-- WHAT TO DO --
Set down word for word the lines that begin the entries and run through the line containing "box: [1544, 0, 1774, 150]". Give nothing further.

-- LISTED ENTRIES --

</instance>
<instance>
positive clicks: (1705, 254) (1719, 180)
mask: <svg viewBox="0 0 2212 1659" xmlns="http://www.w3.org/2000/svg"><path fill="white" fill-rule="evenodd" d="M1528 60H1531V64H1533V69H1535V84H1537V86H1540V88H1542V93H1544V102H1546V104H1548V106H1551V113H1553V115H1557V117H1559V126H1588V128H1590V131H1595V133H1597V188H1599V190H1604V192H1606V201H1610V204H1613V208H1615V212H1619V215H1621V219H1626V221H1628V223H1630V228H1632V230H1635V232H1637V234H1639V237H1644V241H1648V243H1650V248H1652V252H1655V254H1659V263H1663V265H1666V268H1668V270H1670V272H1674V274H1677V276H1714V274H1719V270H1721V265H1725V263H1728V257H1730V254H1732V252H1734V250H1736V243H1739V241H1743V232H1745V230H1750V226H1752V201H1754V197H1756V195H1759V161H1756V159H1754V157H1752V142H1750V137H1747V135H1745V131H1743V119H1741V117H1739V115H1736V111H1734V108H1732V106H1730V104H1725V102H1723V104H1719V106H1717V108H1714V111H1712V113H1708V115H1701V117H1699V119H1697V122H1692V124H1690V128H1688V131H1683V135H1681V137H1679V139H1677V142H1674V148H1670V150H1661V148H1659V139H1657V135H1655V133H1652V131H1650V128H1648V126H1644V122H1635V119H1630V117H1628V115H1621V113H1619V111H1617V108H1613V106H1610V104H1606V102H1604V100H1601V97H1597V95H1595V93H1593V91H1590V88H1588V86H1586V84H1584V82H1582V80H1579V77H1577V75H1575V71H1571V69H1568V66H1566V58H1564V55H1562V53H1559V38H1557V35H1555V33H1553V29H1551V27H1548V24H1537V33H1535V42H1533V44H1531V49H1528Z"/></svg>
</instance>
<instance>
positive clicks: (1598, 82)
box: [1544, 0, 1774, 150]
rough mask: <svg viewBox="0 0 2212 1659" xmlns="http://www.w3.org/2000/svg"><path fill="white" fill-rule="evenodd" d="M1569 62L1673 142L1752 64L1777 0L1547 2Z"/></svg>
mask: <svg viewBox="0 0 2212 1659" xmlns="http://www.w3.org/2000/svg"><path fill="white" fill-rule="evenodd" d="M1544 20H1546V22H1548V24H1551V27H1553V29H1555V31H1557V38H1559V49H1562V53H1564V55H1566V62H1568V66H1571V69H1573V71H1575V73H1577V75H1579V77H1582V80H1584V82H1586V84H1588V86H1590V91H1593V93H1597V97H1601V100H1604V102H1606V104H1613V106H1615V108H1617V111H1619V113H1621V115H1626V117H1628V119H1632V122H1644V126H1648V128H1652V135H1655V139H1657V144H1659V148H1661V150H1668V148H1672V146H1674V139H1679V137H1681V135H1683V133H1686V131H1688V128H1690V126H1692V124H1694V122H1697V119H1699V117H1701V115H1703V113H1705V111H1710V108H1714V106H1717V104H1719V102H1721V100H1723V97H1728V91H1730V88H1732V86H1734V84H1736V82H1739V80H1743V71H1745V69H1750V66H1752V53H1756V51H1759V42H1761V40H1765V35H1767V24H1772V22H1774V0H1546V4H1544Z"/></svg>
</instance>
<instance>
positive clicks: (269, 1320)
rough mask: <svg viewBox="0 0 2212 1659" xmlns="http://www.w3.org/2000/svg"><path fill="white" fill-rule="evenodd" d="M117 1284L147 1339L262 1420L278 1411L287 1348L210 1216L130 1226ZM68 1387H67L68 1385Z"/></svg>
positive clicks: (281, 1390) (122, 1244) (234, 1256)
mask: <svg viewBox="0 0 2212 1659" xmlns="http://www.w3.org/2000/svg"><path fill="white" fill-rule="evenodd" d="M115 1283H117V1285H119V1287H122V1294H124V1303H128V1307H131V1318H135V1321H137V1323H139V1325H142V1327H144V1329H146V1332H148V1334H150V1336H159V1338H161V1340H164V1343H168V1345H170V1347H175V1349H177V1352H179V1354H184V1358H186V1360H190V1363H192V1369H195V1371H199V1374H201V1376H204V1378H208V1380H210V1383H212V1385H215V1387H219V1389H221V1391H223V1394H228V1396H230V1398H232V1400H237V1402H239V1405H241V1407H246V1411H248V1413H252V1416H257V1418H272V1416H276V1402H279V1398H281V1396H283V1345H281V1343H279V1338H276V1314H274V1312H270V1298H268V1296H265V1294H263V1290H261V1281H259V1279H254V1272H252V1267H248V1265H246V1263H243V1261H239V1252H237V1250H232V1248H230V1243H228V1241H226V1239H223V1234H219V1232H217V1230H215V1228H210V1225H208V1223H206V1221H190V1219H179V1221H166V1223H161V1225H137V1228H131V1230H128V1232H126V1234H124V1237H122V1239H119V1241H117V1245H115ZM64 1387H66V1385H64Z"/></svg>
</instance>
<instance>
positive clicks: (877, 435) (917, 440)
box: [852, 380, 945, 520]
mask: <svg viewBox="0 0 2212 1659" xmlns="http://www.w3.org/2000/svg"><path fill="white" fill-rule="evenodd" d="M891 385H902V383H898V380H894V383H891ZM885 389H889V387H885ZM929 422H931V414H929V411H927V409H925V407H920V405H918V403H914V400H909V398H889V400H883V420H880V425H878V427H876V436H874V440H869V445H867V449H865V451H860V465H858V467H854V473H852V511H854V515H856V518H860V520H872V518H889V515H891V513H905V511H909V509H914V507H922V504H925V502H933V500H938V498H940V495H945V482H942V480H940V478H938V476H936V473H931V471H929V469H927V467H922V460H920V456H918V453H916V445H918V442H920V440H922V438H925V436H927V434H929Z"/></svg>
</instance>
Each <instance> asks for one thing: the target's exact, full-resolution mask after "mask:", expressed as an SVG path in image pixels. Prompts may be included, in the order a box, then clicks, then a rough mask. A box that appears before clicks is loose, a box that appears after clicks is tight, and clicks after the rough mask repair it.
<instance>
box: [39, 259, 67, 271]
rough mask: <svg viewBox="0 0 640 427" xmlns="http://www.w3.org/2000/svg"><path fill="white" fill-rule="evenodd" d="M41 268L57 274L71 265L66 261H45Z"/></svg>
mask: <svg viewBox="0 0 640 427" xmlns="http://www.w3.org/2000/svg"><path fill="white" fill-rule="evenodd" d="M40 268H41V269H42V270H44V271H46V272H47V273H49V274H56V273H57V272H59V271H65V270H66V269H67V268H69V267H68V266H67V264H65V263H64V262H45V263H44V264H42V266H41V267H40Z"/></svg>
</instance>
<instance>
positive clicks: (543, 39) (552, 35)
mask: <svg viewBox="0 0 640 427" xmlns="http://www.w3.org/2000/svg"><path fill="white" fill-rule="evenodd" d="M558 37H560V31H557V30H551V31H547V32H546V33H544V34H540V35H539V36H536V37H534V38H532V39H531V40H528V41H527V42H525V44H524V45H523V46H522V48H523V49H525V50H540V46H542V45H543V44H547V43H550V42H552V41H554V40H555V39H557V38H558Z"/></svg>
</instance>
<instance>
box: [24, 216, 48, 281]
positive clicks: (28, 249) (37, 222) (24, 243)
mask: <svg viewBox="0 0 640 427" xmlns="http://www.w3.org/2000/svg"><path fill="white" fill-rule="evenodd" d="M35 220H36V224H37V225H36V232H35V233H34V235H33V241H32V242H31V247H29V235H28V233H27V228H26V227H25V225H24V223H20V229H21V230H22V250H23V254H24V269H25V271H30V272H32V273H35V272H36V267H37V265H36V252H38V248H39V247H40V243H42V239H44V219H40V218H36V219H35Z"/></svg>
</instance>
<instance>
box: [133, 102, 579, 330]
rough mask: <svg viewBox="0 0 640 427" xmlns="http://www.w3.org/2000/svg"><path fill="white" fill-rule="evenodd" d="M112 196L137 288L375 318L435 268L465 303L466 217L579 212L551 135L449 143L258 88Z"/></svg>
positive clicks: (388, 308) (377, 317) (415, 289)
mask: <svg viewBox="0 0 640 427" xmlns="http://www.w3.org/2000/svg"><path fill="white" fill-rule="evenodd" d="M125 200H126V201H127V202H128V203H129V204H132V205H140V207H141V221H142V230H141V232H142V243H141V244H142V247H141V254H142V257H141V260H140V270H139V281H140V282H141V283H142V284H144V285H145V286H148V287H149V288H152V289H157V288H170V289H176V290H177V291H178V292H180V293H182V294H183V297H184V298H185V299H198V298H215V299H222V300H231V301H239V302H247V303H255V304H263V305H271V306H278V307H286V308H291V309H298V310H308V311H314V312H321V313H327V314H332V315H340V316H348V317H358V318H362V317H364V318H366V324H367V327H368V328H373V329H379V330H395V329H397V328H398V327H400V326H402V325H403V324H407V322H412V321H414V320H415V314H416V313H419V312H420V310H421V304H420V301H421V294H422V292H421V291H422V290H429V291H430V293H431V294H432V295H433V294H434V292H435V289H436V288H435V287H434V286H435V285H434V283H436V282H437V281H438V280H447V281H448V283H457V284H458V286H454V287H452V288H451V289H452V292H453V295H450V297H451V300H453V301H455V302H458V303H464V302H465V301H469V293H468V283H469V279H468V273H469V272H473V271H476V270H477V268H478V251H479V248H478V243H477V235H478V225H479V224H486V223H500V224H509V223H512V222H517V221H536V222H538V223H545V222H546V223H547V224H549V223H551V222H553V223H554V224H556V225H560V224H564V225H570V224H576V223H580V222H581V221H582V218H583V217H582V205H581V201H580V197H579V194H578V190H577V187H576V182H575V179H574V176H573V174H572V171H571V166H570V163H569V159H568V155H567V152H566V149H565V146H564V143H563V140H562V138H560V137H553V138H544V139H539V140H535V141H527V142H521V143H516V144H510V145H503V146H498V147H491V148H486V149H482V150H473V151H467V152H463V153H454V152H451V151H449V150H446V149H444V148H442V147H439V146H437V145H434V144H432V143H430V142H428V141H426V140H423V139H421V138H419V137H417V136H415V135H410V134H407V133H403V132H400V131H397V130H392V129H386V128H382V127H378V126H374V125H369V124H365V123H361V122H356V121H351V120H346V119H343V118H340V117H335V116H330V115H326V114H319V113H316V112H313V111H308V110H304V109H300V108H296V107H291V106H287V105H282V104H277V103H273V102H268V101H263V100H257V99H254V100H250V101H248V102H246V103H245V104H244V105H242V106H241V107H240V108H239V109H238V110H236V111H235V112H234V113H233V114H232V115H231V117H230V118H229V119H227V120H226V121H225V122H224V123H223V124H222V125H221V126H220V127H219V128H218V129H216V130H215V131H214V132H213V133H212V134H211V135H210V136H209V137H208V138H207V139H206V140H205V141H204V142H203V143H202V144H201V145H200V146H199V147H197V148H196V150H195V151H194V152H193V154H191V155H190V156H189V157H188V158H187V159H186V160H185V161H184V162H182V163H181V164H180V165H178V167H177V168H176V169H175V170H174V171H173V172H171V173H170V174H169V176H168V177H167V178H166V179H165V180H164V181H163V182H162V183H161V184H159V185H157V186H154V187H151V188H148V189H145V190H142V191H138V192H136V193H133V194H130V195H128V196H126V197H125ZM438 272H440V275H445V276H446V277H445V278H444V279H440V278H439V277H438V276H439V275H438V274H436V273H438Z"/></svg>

-- RESULT FOR THIS EXERCISE --
</instance>
<instance>
positive clicks: (1705, 254) (1719, 180)
mask: <svg viewBox="0 0 2212 1659" xmlns="http://www.w3.org/2000/svg"><path fill="white" fill-rule="evenodd" d="M1528 60H1531V64H1533V69H1535V84H1537V86H1540V88H1542V93H1544V102H1546V104H1548V106H1551V113H1553V115H1557V117H1559V126H1588V128H1590V131H1595V133H1597V188H1599V190H1604V192H1606V201H1610V204H1613V208H1615V212H1619V215H1621V219H1626V221H1628V223H1630V228H1632V230H1635V232H1637V234H1639V237H1644V241H1648V243H1650V248H1652V252H1655V254H1659V263H1663V265H1666V268H1668V270H1670V272H1674V274H1677V276H1714V274H1719V270H1721V265H1725V263H1728V257H1730V254H1732V252H1734V250H1736V243H1739V241H1743V232H1745V230H1750V226H1752V201H1754V197H1756V195H1759V161H1756V159H1754V157H1752V142H1750V137H1747V135H1745V131H1743V119H1741V117H1739V115H1736V111H1734V108H1732V106H1730V104H1725V102H1723V104H1719V106H1717V108H1714V111H1712V113H1708V115H1701V117H1699V119H1697V122H1692V124H1690V128H1688V131H1683V135H1681V137H1679V139H1677V142H1674V148H1670V150H1661V148H1659V139H1657V135H1655V133H1652V131H1650V128H1648V126H1644V122H1635V119H1630V117H1628V115H1621V113H1619V111H1617V108H1613V106H1610V104H1606V102H1604V100H1601V97H1597V95H1595V93H1593V91H1590V88H1588V86H1586V84H1584V82H1582V80H1579V77H1577V75H1575V71H1571V69H1568V66H1566V58H1564V55H1562V53H1559V38H1557V35H1555V33H1553V29H1551V27H1548V24H1537V33H1535V42H1533V44H1531V49H1528Z"/></svg>
</instance>
<instance>
positive clicks: (1598, 82)
box: [1544, 0, 1774, 150]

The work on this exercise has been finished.